- _Bagian Latihan_:
a - Menurut teks bacaan tentang pertunjukan tari di Kradenan, di studio tari milik siapa pertunjukan itu diadakan?
b - Hitung baris dalam catatan yang memuat kata "white", dengan membedakan huruf besar dan huruf kecil. Berikan angkanya saja.

- _Teks Bacaan_:
/---
Terdapat yang berbeda Jumat
malam (8/8) di Kradenan, Banyuraden, Gamping, Sleman. Puluhan orang
berduyun-duyun memadati studio tari Banjarnili milik Martinus Miroto.
Tapi, kali ini tidak seperti malam biasanya, di mana pertunjukan tari
lebih bersifat tertutup. Malam itu, ternyata menjadi malam sakral bagi
seorang Martinus Miroto. Karya yang ditampilkannya merupakan ujian
Program Doktor Penciptaan dan Pengkajian Seni Insititut Seni Indonesia
(ISI) Jogjakarta. ‘’Meski sifatnya tertutup, tapi teman-teman yang
hadir di sini telah menjadi bagian dari karya ini,” ujar Miroto singkat
saat membuka pertunjukan. Karya pria kelahiran Jogjakarta 23 Februari
1959 ini bisa terbilang karya fenomenal. Di mana karyanya mengusung
teknologi yang berkolaborasi dengan karya tari. Alhasil, karya ini
merupakan hal baru dalam dunia tari, bahkan dunia tari internasional.
\---
- _Catatan Sumber_:
/---
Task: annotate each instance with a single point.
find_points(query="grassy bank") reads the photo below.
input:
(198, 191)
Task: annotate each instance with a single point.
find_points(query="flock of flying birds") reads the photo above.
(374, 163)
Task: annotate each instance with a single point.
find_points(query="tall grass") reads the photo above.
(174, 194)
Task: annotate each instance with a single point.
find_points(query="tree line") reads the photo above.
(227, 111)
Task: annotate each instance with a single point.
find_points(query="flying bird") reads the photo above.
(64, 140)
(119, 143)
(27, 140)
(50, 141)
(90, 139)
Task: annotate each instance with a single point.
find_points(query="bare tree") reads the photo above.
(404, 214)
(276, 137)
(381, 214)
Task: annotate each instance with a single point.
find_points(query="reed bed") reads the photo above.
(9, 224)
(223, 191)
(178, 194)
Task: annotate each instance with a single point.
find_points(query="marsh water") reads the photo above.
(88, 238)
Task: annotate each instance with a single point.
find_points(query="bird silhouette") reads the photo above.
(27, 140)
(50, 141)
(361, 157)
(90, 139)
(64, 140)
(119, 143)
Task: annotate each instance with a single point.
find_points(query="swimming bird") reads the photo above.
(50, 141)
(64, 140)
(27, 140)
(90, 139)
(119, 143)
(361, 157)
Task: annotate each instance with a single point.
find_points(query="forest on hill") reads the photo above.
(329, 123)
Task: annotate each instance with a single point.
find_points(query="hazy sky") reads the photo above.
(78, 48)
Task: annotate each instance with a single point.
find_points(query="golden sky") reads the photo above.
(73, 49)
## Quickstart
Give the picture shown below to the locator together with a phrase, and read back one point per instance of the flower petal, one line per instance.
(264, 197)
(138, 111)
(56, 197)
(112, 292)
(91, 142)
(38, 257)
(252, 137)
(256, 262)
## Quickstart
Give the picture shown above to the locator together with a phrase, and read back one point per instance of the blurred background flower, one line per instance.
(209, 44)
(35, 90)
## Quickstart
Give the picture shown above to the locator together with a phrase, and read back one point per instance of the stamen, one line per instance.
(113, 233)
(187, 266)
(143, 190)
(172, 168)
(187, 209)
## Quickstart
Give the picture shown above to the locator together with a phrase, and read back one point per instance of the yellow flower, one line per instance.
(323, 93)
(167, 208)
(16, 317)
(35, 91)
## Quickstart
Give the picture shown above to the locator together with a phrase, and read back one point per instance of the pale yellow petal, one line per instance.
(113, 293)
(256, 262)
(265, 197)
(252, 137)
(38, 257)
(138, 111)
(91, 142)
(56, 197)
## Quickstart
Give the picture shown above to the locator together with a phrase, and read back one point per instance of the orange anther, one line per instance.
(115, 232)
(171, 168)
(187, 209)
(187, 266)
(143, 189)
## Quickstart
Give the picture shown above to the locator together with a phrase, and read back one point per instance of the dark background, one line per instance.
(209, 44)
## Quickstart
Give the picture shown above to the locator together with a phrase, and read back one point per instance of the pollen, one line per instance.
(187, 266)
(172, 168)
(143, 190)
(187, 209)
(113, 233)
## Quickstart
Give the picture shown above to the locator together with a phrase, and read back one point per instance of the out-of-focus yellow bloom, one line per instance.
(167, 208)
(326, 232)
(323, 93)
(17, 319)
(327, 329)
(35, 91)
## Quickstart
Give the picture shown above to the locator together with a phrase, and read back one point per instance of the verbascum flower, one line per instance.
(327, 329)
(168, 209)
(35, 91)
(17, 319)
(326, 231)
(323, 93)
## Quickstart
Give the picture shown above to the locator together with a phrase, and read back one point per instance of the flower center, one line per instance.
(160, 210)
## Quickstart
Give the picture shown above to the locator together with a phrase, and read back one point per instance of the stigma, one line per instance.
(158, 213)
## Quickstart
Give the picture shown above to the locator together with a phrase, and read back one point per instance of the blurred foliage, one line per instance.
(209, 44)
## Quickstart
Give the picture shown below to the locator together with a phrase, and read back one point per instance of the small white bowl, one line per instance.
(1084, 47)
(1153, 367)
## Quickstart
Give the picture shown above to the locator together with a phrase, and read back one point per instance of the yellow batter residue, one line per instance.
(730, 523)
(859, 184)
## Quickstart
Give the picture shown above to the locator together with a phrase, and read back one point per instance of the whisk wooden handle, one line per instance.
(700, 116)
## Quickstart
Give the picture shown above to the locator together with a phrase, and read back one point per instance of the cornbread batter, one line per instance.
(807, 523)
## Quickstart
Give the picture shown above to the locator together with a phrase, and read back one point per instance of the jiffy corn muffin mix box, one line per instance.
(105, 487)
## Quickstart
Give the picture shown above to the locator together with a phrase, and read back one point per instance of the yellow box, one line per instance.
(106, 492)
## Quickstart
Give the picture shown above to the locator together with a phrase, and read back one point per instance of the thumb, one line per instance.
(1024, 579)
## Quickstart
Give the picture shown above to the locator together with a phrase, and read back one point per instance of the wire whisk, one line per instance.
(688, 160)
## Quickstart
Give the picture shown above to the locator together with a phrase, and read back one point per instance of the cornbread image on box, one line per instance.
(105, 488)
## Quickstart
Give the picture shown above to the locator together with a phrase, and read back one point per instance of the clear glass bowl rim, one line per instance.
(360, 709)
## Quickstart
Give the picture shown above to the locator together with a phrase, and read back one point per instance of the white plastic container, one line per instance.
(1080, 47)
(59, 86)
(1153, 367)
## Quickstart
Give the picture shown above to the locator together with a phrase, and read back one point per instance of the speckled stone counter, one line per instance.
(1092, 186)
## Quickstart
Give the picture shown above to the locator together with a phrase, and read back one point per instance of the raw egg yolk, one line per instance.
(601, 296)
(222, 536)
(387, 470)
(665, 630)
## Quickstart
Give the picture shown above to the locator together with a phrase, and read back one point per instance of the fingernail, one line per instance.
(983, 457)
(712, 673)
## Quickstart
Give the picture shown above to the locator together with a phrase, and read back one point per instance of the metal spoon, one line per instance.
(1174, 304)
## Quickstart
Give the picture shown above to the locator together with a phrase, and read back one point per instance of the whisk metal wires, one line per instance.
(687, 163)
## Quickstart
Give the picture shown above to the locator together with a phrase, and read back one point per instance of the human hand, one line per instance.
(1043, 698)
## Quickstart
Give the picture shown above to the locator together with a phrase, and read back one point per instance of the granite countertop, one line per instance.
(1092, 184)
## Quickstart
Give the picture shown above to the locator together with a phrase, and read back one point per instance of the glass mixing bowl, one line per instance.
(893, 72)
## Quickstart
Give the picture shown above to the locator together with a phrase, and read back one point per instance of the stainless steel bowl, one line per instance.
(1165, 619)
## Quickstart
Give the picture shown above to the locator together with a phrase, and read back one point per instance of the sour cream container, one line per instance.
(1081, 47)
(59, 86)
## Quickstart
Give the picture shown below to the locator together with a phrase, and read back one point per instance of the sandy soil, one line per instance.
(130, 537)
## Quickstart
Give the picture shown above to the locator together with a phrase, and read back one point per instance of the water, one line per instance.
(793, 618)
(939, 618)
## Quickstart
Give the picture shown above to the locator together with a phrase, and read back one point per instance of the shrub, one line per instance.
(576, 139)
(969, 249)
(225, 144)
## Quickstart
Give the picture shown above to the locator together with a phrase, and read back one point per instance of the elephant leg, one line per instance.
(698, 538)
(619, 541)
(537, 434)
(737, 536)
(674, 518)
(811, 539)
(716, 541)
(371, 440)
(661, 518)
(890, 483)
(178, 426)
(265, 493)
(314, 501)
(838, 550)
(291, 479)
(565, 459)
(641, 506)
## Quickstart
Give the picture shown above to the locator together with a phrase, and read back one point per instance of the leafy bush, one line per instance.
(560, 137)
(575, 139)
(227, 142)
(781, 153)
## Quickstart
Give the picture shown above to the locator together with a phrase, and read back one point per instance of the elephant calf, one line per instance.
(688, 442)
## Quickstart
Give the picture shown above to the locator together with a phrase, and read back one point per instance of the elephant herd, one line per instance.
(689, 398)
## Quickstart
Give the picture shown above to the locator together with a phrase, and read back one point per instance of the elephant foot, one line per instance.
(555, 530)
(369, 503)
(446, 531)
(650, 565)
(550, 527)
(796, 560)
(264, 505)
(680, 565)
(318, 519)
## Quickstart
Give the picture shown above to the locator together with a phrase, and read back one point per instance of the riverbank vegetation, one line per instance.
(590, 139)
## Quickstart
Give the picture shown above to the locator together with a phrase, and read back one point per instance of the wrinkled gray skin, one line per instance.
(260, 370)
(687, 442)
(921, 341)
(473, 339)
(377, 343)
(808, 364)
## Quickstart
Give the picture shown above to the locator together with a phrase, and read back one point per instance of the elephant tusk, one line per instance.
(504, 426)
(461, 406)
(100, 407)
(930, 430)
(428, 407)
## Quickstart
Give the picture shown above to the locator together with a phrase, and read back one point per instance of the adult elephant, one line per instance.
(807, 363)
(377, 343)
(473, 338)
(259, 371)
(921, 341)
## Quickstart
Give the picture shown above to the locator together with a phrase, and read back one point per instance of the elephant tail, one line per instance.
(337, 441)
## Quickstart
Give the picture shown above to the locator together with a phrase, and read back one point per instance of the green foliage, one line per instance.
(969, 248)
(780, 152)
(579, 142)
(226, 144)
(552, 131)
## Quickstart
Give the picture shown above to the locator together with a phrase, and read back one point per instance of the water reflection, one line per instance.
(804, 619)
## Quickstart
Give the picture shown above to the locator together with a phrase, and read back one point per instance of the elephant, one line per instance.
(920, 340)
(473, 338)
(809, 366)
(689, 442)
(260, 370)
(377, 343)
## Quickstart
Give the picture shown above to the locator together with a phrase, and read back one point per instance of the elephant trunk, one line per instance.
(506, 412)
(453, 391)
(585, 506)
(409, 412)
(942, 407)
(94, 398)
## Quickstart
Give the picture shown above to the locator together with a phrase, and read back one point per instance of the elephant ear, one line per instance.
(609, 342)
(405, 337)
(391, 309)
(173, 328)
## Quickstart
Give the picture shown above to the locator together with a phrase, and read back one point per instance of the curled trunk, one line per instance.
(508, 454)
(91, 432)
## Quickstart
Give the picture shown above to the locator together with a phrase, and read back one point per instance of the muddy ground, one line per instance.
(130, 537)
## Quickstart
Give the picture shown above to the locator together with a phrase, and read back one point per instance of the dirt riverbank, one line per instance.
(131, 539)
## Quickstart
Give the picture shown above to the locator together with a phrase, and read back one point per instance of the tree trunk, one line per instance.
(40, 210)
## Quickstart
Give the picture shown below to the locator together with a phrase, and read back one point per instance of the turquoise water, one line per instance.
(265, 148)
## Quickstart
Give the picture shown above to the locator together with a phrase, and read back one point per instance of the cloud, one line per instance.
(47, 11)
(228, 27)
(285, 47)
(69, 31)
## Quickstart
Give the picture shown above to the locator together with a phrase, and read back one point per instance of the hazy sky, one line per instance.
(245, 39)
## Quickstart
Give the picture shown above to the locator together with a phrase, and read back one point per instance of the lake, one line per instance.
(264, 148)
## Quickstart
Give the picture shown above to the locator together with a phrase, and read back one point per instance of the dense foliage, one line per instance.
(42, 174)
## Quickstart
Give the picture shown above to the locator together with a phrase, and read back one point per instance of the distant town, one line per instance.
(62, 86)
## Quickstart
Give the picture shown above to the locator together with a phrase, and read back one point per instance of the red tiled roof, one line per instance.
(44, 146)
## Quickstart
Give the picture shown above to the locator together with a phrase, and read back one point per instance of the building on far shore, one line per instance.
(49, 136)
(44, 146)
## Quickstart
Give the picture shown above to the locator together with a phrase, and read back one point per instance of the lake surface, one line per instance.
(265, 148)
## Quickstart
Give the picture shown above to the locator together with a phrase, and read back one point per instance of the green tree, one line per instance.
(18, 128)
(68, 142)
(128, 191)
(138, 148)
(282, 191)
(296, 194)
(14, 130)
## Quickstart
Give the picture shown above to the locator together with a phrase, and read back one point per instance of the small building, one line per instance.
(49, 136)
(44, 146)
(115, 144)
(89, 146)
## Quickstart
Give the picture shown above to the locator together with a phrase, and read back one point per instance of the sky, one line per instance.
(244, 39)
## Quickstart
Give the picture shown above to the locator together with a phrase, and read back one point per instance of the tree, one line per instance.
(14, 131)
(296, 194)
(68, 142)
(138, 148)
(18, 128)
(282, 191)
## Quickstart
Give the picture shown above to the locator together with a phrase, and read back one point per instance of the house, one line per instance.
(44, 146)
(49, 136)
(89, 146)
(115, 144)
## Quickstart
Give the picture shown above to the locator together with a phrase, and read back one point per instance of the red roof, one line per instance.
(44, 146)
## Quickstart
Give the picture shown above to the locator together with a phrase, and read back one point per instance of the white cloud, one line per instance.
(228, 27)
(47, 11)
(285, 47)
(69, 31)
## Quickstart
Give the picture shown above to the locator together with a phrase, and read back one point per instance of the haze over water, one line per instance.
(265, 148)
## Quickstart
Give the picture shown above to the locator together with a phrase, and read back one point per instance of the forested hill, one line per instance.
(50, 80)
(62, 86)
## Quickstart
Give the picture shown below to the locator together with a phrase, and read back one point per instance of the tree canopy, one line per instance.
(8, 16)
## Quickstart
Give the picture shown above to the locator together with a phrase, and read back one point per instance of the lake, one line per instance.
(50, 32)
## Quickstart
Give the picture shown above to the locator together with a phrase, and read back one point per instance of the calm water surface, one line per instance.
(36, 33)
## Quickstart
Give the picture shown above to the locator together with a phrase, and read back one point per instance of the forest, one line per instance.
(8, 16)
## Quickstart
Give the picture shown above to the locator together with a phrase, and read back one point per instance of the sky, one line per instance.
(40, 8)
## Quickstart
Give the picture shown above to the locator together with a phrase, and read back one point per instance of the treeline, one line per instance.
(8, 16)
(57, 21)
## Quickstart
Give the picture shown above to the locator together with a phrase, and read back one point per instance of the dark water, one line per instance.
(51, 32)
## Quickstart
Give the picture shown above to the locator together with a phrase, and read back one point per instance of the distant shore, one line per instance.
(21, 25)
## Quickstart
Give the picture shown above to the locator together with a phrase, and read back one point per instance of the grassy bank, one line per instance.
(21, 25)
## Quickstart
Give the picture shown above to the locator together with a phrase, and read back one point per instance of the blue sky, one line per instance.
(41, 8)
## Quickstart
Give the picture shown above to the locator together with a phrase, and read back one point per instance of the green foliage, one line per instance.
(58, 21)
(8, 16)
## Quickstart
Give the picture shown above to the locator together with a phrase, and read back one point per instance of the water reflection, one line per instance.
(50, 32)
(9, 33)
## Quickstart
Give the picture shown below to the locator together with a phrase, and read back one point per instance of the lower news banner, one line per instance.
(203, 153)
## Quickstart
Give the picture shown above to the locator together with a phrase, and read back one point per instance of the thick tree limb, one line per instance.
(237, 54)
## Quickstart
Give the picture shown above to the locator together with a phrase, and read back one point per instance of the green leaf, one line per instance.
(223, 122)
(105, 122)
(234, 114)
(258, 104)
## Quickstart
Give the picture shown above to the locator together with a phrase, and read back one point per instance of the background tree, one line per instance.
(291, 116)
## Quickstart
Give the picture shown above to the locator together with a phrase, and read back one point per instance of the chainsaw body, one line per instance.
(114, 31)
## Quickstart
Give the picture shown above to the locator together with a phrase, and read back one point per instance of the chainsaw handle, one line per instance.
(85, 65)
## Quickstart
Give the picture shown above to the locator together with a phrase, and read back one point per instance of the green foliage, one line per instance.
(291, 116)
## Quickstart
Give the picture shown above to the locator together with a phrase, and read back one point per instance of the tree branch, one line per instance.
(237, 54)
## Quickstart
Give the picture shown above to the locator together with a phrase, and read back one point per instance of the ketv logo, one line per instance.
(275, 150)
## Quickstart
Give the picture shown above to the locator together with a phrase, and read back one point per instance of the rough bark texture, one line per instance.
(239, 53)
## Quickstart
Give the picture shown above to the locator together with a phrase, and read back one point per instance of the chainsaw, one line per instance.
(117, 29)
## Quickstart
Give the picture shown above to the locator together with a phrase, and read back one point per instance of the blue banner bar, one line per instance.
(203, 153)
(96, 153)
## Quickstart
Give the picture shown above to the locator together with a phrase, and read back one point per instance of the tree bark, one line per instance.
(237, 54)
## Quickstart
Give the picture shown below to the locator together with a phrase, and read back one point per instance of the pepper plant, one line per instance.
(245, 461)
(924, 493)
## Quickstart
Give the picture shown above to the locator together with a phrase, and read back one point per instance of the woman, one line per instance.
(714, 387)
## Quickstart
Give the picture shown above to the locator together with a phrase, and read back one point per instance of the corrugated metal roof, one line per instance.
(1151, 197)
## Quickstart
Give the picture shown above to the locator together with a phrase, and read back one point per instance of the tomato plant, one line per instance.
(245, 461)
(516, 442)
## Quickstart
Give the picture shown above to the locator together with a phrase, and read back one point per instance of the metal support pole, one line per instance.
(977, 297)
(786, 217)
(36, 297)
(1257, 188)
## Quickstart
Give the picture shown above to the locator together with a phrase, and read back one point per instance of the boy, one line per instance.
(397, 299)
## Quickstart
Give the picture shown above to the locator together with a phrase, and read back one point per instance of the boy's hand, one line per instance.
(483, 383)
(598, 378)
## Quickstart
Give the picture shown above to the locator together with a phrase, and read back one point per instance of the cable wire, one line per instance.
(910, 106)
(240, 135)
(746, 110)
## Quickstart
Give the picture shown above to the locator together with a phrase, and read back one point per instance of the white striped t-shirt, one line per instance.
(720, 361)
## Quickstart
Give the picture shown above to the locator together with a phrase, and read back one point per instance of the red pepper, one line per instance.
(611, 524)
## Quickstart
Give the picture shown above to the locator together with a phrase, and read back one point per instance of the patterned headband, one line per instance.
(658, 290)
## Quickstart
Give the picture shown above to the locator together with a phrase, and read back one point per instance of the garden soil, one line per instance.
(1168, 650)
\---
- _Tanggapan_:
a - Di studio tari Banjarnili milik Martinus Miroto.

b - 4